Copy all of the records below, swapping "even-odd rule" for "nonzero rule" and leaving everything else unchanged. Leave the pictures out.
--- --- ---
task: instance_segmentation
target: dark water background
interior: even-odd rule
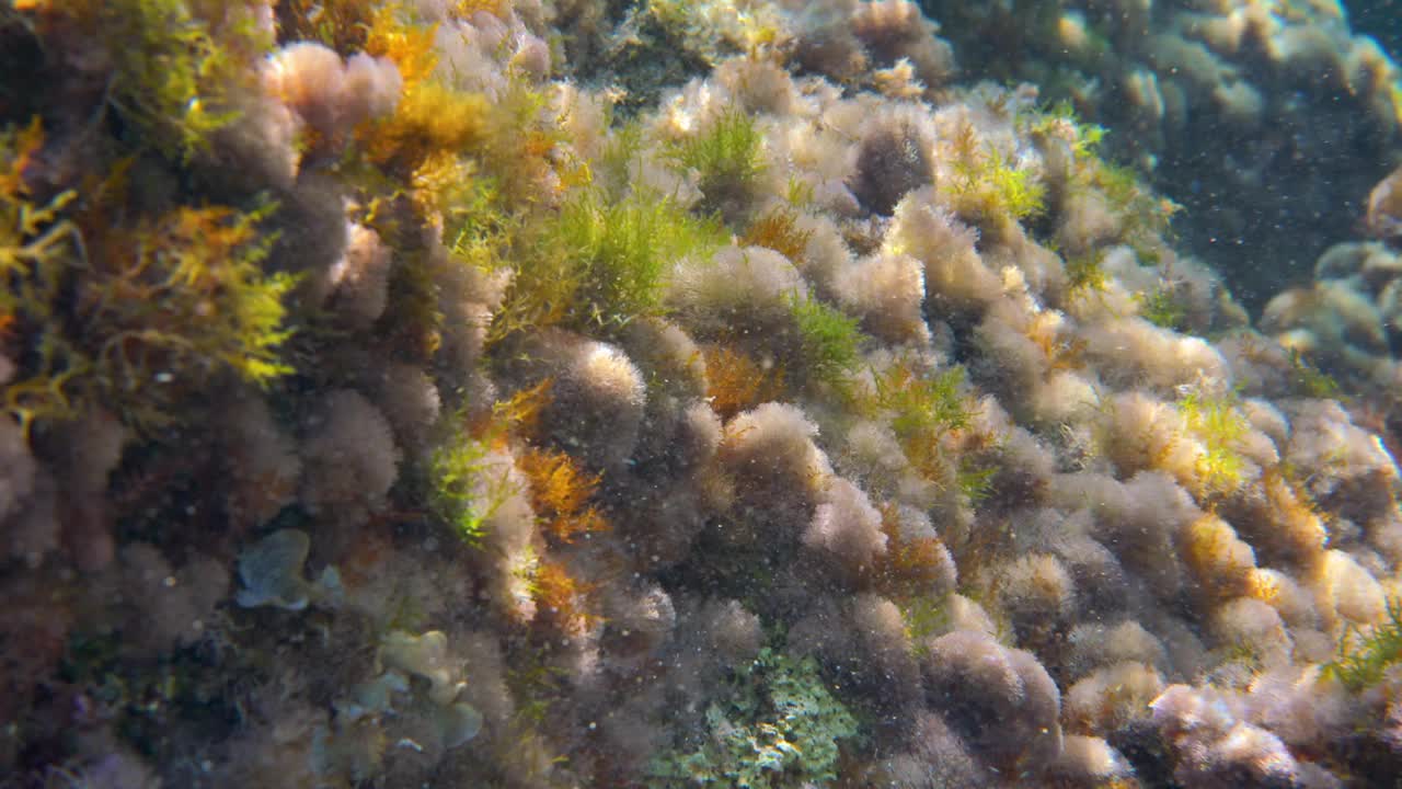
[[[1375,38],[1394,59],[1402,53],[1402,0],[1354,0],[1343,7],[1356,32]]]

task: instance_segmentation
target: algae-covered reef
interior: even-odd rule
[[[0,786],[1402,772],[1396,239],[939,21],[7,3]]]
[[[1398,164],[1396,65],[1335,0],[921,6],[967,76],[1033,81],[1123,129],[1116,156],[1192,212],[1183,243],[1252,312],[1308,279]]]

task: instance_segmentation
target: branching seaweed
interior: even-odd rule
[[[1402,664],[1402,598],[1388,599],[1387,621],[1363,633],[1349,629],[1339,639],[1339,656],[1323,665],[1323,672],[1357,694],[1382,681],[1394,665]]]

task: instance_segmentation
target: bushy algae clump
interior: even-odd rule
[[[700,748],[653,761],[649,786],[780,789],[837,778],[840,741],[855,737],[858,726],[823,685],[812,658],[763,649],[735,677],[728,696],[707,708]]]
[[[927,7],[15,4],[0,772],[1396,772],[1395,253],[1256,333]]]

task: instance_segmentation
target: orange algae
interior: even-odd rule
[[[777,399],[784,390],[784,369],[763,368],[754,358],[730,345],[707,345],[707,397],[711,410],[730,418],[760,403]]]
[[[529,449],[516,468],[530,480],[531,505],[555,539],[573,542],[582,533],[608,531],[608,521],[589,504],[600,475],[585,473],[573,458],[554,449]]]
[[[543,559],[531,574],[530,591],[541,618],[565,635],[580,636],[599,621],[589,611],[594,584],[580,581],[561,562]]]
--- --- ---
▶ **COMPLETED TASK**:
task: instance_segmentation
target: dark water background
interior: nonzero rule
[[[1375,38],[1394,59],[1402,53],[1402,0],[1354,0],[1343,7],[1356,32]]]

task: instance_segmentation
target: algae-covered reef
interior: nonzero rule
[[[0,786],[1402,772],[1396,239],[939,21],[7,3]]]
[[[1398,164],[1396,65],[1335,0],[921,6],[967,76],[1033,81],[1123,129],[1116,156],[1192,212],[1183,243],[1252,312],[1308,279]]]

task: instance_segmentation
target: branching seaweed
interior: nonzero rule
[[[1402,664],[1402,598],[1388,599],[1387,621],[1363,633],[1349,629],[1339,639],[1339,656],[1323,665],[1323,672],[1357,694],[1382,681],[1394,665]]]

task: instance_segmentation
target: bushy algae clump
interior: nonzero rule
[[[700,748],[653,761],[649,786],[780,789],[837,778],[840,741],[855,737],[858,726],[823,685],[812,658],[763,649],[735,677],[728,696],[707,708]]]
[[[927,7],[15,4],[0,772],[1396,772],[1395,253],[1256,333]]]

task: instance_segmentation
target: orange algae
interior: nonzero rule
[[[777,399],[784,390],[784,369],[763,368],[754,358],[730,345],[707,345],[707,397],[711,410],[730,418],[760,403]]]
[[[529,449],[516,468],[530,480],[531,505],[555,539],[573,542],[582,533],[608,531],[608,521],[589,504],[600,475],[585,473],[573,458],[554,449]]]
[[[543,559],[531,574],[530,591],[541,618],[565,635],[580,636],[599,621],[589,611],[594,584],[580,581],[561,562]]]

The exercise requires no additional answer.